▸ Task details
An exact, complete copy of the data is all that is needed.

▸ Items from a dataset
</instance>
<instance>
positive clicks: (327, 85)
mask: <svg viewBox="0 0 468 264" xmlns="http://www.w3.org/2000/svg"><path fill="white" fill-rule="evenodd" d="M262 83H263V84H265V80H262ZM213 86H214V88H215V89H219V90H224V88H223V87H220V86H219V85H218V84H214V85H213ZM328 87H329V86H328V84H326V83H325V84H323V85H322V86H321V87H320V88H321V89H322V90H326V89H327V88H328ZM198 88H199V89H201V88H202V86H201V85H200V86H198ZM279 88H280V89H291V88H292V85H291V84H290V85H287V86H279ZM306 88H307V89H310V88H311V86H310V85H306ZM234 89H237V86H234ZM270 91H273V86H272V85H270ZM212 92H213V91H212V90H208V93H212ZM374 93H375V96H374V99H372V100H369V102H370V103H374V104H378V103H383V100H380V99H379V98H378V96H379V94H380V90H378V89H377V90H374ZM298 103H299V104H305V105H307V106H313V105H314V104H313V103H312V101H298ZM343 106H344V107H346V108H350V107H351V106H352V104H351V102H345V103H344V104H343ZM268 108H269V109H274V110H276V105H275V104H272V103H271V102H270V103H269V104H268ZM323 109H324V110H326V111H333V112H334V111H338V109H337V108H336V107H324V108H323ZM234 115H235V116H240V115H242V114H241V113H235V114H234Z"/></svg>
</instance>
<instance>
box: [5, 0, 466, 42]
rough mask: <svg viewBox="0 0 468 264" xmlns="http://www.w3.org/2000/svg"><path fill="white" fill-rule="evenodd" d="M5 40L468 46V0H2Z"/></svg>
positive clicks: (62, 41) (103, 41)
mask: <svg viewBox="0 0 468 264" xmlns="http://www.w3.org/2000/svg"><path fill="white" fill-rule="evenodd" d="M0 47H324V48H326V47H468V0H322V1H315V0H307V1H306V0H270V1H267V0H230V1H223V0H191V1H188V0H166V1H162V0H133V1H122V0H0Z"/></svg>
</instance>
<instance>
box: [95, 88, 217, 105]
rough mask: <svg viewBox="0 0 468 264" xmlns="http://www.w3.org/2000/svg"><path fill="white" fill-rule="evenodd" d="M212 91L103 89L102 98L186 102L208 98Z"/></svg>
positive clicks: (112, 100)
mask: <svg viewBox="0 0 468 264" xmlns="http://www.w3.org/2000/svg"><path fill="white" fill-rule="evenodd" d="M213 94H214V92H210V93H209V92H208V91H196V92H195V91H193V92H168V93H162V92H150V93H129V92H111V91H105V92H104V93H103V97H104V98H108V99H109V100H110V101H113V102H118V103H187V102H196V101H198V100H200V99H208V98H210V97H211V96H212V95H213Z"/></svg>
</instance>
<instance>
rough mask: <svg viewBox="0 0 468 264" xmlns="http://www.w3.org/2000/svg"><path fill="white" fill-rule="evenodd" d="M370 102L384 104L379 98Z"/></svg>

▸ Exercise result
</instance>
<instance>
positive clicks: (327, 85)
mask: <svg viewBox="0 0 468 264" xmlns="http://www.w3.org/2000/svg"><path fill="white" fill-rule="evenodd" d="M262 83H263V84H265V80H262ZM213 86H214V88H215V89H219V90H224V88H223V87H220V86H219V85H218V84H214V85H213ZM328 87H329V86H328V84H326V83H325V84H323V85H322V86H321V87H320V88H321V89H322V90H326V89H327V88H328ZM198 88H199V89H201V88H202V86H201V85H200V86H198ZM279 88H280V89H291V88H292V85H291V84H290V85H287V86H279ZM306 88H307V89H310V88H311V86H310V85H306ZM234 89H237V86H234ZM270 91H273V86H272V85H270ZM212 92H213V91H212V90H208V93H212ZM374 93H375V96H374V99H372V100H369V102H370V103H374V104H378V103H383V100H380V99H379V98H378V96H379V94H380V90H378V89H377V90H374ZM298 103H299V104H305V105H307V106H313V105H314V104H313V103H312V101H298ZM343 106H344V107H346V108H350V107H351V106H352V104H351V102H345V103H344V104H343ZM268 108H269V109H274V110H276V105H275V104H272V103H271V102H270V103H269V104H268ZM323 109H324V110H326V111H333V112H334V111H338V109H337V108H336V107H324V108H323ZM234 115H235V116H240V115H242V114H241V113H235V114H234Z"/></svg>
</instance>
<instance>
box: [5, 0, 466, 42]
rough mask: <svg viewBox="0 0 468 264" xmlns="http://www.w3.org/2000/svg"><path fill="white" fill-rule="evenodd" d="M5 40L468 46V0H2Z"/></svg>
positive clicks: (62, 41) (103, 41)
mask: <svg viewBox="0 0 468 264" xmlns="http://www.w3.org/2000/svg"><path fill="white" fill-rule="evenodd" d="M0 47H324V48H326V47H468V0H322V1H315V0H307V1H306V0H270V1H267V0H230V1H223V0H191V1H188V0H166V1H162V0H133V1H122V0H0Z"/></svg>
</instance>
<instance>
box: [95, 88, 217, 105]
rough mask: <svg viewBox="0 0 468 264" xmlns="http://www.w3.org/2000/svg"><path fill="white" fill-rule="evenodd" d="M212 91L103 89L102 98L186 102L208 98Z"/></svg>
positive clicks: (112, 100)
mask: <svg viewBox="0 0 468 264" xmlns="http://www.w3.org/2000/svg"><path fill="white" fill-rule="evenodd" d="M213 94H214V92H210V93H209V92H208V91H196V92H195V91H193V92H168V93H162V92H150V93H129V92H111V91H105V92H104V93H103V97H104V98H108V99H109V100H110V101H113V102H118V103H187V102H196V101H198V100H200V99H208V98H210V97H211V96H212V95H213Z"/></svg>
</instance>
<instance>
rough mask: <svg viewBox="0 0 468 264" xmlns="http://www.w3.org/2000/svg"><path fill="white" fill-rule="evenodd" d="M370 102L384 104L379 98Z"/></svg>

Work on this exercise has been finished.